→ **Pointing and labeling entries**
<<<<

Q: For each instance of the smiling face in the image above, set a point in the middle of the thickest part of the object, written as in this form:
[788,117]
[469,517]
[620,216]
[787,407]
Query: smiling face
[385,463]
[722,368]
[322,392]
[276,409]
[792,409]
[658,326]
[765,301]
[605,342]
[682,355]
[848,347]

>>>>

→ **WHAT IS EXPECTED**
Render every line of the material above as a Markdown table with two columns, Row and Text: Row holds the line's number and Text holds the line itself. Omit blank lines.

→ **PROBLEM SOLUTION**
| Row | Text |
|---|---|
| 1 | Q: For each instance of the smiling face in the image above, set a point in the middle of the thickest part of the object, written as in this form: |
| 2 | [788,117] |
| 3 | [469,517] |
| 4 | [620,216] |
| 5 | [787,407] |
| 6 | Query: smiling face |
| 7 | [385,463] |
| 8 | [722,368] |
| 9 | [322,392] |
| 10 | [276,409] |
| 11 | [792,409] |
| 12 | [658,326] |
| 13 | [765,301] |
| 14 | [605,342] |
| 15 | [682,355] |
| 16 | [848,347] |